WHAT IS BEING ASKED
Repeat the material below. Keep every line exactly as written.

RECORDS FOR THE EXERCISE

• • • •

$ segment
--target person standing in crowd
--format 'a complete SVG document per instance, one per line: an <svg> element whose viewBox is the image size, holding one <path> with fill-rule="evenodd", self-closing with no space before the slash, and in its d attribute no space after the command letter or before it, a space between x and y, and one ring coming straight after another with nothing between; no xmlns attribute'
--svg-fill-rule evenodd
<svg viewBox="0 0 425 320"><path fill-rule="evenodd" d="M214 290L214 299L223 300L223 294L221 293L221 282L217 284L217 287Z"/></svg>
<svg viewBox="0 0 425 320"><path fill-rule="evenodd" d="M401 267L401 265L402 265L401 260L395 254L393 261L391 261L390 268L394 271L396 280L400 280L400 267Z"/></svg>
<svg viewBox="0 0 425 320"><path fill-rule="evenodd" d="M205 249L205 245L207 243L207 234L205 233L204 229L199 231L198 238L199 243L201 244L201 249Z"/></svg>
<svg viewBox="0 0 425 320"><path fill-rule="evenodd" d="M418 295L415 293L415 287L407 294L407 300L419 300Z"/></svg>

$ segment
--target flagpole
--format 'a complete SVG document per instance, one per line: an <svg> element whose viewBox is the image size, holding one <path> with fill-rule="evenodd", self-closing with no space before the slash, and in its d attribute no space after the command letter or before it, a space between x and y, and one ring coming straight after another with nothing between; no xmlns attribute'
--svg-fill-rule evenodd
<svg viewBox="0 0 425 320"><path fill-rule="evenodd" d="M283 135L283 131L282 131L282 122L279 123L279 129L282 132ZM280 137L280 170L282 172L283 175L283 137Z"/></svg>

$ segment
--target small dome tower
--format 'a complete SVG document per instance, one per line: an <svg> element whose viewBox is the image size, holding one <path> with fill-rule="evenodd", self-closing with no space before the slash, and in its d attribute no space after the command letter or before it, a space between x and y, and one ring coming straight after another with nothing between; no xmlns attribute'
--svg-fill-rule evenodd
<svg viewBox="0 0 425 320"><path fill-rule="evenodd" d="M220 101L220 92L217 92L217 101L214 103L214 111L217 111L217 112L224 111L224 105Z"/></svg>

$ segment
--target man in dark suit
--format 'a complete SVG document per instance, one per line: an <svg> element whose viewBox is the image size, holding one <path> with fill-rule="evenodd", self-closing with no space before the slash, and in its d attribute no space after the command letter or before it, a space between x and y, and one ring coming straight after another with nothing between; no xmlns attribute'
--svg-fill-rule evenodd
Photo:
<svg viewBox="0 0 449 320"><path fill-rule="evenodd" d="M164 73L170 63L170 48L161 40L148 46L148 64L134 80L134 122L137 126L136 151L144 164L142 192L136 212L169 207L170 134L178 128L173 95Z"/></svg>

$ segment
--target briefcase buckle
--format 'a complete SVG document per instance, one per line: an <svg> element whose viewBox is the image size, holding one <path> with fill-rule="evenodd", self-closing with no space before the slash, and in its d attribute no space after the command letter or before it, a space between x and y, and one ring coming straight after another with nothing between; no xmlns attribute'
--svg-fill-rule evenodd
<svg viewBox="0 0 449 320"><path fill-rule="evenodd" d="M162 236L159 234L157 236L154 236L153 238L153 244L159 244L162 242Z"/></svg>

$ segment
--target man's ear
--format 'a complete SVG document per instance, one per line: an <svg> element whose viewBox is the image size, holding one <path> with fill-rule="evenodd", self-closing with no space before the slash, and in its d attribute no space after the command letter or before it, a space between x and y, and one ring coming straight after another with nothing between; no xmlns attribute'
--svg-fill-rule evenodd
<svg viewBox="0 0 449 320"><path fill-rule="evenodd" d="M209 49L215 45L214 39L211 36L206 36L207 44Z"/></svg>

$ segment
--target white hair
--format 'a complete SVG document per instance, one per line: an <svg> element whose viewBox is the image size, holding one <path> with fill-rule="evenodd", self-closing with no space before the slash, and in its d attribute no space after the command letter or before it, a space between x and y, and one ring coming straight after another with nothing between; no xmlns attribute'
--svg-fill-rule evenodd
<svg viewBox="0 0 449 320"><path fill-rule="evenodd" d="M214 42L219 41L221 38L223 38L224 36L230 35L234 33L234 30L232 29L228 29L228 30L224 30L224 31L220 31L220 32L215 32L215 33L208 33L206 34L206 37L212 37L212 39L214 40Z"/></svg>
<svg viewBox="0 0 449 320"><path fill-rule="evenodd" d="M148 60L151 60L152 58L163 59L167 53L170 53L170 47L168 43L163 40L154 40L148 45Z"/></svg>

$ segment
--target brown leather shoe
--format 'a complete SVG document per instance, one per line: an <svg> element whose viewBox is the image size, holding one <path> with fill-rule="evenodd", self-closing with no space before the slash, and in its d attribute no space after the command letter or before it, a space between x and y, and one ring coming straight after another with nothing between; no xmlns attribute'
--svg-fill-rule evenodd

• • • •

RESPONSE BELOW
$ segment
--target person standing in crowd
--format 'a complete SVG document per instance, one per line: an <svg> element whose viewBox is the image size, holding one <path> with fill-rule="evenodd", self-closing with no space before the slash, and in its d attribute no space after the command letter or before it, a space between x and y, and one ring coming straight after another with nothing between; no xmlns attribute'
--svg-fill-rule evenodd
<svg viewBox="0 0 425 320"><path fill-rule="evenodd" d="M214 290L214 299L223 300L223 294L221 293L221 282L217 284L217 287Z"/></svg>
<svg viewBox="0 0 425 320"><path fill-rule="evenodd" d="M401 267L401 265L402 265L401 260L395 254L393 261L391 261L390 268L394 271L396 280L400 280L400 267Z"/></svg>
<svg viewBox="0 0 425 320"><path fill-rule="evenodd" d="M205 249L205 245L207 243L207 234L205 233L204 229L199 231L198 238L199 243L201 244L201 249Z"/></svg>
<svg viewBox="0 0 425 320"><path fill-rule="evenodd" d="M418 295L415 293L415 287L407 294L407 300L419 300Z"/></svg>

$ segment
--target flagpole
--format 'a complete SVG document per instance, one per line: an <svg> element whose viewBox is the image size, holding one <path> with fill-rule="evenodd", self-closing with no space before the slash, and in its d attribute no space after the command letter or before it, a space between x and y, and one ring coming straight after another with nothing between; no xmlns attribute'
--svg-fill-rule evenodd
<svg viewBox="0 0 425 320"><path fill-rule="evenodd" d="M283 135L283 131L282 131L282 122L279 123L279 129L282 132ZM280 137L280 170L282 172L283 175L283 137Z"/></svg>

$ segment
--target small dome tower
--format 'a complete SVG document per instance, one per line: an <svg> element whose viewBox is the image size, holding one <path> with fill-rule="evenodd", self-closing with no space before the slash, and in its d attribute no space after the command letter or before it, a space between x and y, and one ring coming straight after another with nothing between; no xmlns attribute'
--svg-fill-rule evenodd
<svg viewBox="0 0 425 320"><path fill-rule="evenodd" d="M220 101L220 92L217 92L217 101L214 103L214 111L217 111L217 112L224 111L224 105Z"/></svg>

$ segment
--target man in dark suit
--format 'a complete SVG document per instance, one per line: an <svg> element whose viewBox is the image size, holding one <path> with fill-rule="evenodd", self-closing with no space before the slash, and in its d attribute no space after the command letter or before it, a space between x and y, and one ring coming straight after another with nothing between; no xmlns attribute'
--svg-fill-rule evenodd
Photo:
<svg viewBox="0 0 449 320"><path fill-rule="evenodd" d="M164 73L170 63L170 48L161 40L148 46L148 64L134 80L134 122L137 126L136 151L144 164L142 192L136 212L169 207L170 134L178 128L173 95Z"/></svg>

$ segment
--target briefcase buckle
--format 'a complete SVG document per instance, one per line: an <svg> element whose viewBox is the image size, holding one <path> with fill-rule="evenodd", self-closing with no space before the slash, and in its d attribute no space after the command letter or before it, a space between x and y, and one ring coming straight after another with nothing between; no xmlns attribute'
--svg-fill-rule evenodd
<svg viewBox="0 0 449 320"><path fill-rule="evenodd" d="M162 236L159 234L157 236L154 236L153 238L153 244L159 244L162 242Z"/></svg>

$ segment
--target man's ear
--format 'a complete SVG document per instance, one per line: an <svg> element whose viewBox is the image size, holding one <path> with fill-rule="evenodd", self-closing with no space before the slash, and in its d attribute no space after the command letter or before it, a space between x and y, and one ring coming straight after another with nothing between; no xmlns attribute'
--svg-fill-rule evenodd
<svg viewBox="0 0 449 320"><path fill-rule="evenodd" d="M209 49L215 45L214 39L211 36L206 36L207 44Z"/></svg>

$ segment
--target white hair
--format 'a complete SVG document per instance, one per line: an <svg> element whose viewBox is the image size, holding one <path> with fill-rule="evenodd", self-closing with no space before the slash, and in its d attribute no space after the command letter or before it, a space between x and y, and one ring coming straight after another with nothing between; no xmlns attribute'
--svg-fill-rule evenodd
<svg viewBox="0 0 449 320"><path fill-rule="evenodd" d="M214 42L219 41L221 38L223 38L224 36L230 35L234 33L234 30L232 29L228 29L228 30L224 30L224 31L220 31L220 32L215 32L215 33L208 33L206 34L206 37L212 37L212 39L214 40Z"/></svg>
<svg viewBox="0 0 449 320"><path fill-rule="evenodd" d="M148 60L151 60L152 58L163 59L167 53L170 53L170 47L168 43L163 40L154 40L148 45Z"/></svg>

$ segment
--target brown leather shoe
--format 'a complete SVG document per instance, one per line: an <svg> element whose viewBox is the image size, holding one <path> with fill-rule="evenodd", self-closing with no space before the slash, and in its d attribute no space after the command letter or before it, a space between x and y, and one ring coming straight after another with nothing between; no xmlns attribute'
--svg-fill-rule evenodd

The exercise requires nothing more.